FRAGMENT TEKSTU:
**********

Obiecane lody truskawkowe, najprostsze do zmontowania w domowym zaciszu, bez cukrowania (a są słodkie), bez śmietankowania (a mają kremową konsystencję), wystarczą truskawki i banany. Pomysł podrzuciła Pinkcake (klik)
i przyznam, że choć generalnie za lodami nie przepadam, tak te jadłam w
tym sezonie już kilka razy. Potrzebne są zbrązowione banany i
maksymalnie dojrzałe truskawki (lub inne owoce) i blender oczywiście,
którego zadaniem jest nie tylko zmiksowanie oblodzonych owoców, ale i
przeżycie ;) Po wyjęciu owoców z lodówki, warto odczekać kilkanaście
minut lub nieco dłużej, by lód nieco puścił (tylko bez przesady- wszak
mają być to lody), a przed włożeniem- pokroić na małe kawałki, ja
truskawek nie kroję, ale wybieram mniejsze sztuki do zamrożenia, nieco
większe można pokroić na pół.

**********

WPISY ZBIORU DANYCH:
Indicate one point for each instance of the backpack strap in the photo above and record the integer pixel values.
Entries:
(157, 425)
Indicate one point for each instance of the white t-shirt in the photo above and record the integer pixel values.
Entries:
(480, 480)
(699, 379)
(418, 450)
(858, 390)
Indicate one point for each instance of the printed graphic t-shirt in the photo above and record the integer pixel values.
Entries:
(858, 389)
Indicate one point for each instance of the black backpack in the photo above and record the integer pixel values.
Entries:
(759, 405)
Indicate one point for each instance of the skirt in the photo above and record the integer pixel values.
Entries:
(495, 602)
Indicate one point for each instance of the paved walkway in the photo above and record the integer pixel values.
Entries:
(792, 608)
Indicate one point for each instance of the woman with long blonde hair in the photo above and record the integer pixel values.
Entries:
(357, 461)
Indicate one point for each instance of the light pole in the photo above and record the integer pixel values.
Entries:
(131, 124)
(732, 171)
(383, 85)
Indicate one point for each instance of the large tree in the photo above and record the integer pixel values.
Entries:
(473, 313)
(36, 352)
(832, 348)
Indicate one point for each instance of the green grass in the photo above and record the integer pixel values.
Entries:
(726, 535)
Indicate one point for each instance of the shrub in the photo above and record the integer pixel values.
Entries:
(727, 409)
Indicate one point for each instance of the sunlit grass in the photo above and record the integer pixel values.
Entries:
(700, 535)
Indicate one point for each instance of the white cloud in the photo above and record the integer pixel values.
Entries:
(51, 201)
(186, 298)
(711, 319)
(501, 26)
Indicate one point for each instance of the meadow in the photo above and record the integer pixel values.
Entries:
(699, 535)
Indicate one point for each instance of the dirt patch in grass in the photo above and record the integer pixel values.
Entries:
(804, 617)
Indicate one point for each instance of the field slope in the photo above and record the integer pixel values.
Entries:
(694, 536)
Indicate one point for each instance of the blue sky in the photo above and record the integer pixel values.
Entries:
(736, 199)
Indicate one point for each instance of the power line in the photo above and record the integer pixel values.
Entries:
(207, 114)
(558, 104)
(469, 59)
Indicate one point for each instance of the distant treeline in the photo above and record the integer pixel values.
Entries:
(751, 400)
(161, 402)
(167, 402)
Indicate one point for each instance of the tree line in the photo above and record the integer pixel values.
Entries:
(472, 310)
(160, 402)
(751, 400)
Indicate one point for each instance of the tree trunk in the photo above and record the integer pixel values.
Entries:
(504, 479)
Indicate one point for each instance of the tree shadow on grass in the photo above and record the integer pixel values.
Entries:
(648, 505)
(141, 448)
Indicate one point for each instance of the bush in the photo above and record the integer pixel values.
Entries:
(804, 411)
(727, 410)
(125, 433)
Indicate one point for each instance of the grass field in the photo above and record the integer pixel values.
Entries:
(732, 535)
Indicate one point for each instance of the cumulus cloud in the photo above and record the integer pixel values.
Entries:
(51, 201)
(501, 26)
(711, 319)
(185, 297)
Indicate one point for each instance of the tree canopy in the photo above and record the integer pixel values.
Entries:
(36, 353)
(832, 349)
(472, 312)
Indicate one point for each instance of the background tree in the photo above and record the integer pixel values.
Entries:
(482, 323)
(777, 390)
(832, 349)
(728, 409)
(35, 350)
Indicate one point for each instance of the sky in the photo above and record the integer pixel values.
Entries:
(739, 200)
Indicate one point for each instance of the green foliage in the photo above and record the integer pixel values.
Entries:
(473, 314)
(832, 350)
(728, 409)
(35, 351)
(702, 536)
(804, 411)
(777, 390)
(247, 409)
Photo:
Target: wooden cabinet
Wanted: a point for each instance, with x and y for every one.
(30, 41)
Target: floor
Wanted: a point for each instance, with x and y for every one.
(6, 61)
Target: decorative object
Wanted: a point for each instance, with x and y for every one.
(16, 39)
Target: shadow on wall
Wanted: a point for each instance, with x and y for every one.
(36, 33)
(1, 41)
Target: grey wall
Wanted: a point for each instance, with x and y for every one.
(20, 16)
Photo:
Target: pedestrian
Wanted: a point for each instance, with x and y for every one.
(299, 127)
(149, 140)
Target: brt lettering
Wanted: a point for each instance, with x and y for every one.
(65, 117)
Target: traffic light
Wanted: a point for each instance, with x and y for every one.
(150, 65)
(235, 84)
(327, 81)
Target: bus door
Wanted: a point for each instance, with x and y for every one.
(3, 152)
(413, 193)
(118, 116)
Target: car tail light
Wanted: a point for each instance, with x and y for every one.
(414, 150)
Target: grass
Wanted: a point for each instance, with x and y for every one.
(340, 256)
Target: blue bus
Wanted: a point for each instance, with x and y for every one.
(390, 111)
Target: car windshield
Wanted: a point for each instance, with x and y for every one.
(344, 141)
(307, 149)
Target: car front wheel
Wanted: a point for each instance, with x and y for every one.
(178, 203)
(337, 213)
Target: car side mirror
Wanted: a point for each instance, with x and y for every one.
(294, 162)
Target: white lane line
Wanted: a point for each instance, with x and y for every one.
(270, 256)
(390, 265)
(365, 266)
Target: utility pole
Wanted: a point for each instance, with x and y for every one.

**********

ZADANIA DO WYKONANIA:
- A) Kto według tekstu o lodach truskawkowych podsunął pomysł na ten przepis?
- B) Proszę wymienić wszystko, co według tekstu o lodach truskawkowych jest potrzebne do ich przygotowania.
- C) Dopisz dalszy ciąg tekstu o lodach truskawkowych, zaczynając od miejsca po jego ostatnim zdaniu.

ODPOWIEDZI DO ZADAŃ:
- A) Pomysł podrzuciła Pinkcake.

- B)
- zbrązowione banany
- maksymalnie dojrzałe truskawki (lub inne owoce)
- blender

- C)
Dobór
proporcji (bananów i truskawek) jest sprawą indywidualną, ja na 1/2 kg
owoców dodaję 2 większe banany, przy pierwszym razie można mieć pod ręką
jeszcze 1 banana i dodać świeżego zmiksowanego, gdyby okazało się, że
masa wyszła za mało słodka ze względu na niewystarczającą dojrzałość
owoców np. Podobnie z dodatkami, poniżej przedstawiam bazę, którą
dowolnie można urozmaicać: sól, inne przyprawy, prażone orzechy, zioła,
śmietanki, inne owoce czy alkohol.
Składniki
(dla 3- 4 osób)
1/2 kg truskawek
2 większe brązowiejące banany
kilka świeżych owoców do dekoracji
Wykonanie
Umyte,
pozbawione szypułek i podsuszone truskawki wrzucam do zamrażarki w
woreczku, obrane banany pokrojone na plasterki również, ja mrożę
oddzielnie, ale można wrzucić do jednego worka, jak się zamrożą- wrzucam
do blendera i miksuję do rozbicia owocowych kawałków. Tak jak pisałam
we wstępie- nie sztuką jest uśmiercić maszynę, warto więc po wyjęciu
owoców z lodówki odczekać kilkanaście minut. Gotowe :) Zjadamy od razu
po przyrządzeniu, bo za chwilę zrobi się z nich mus :)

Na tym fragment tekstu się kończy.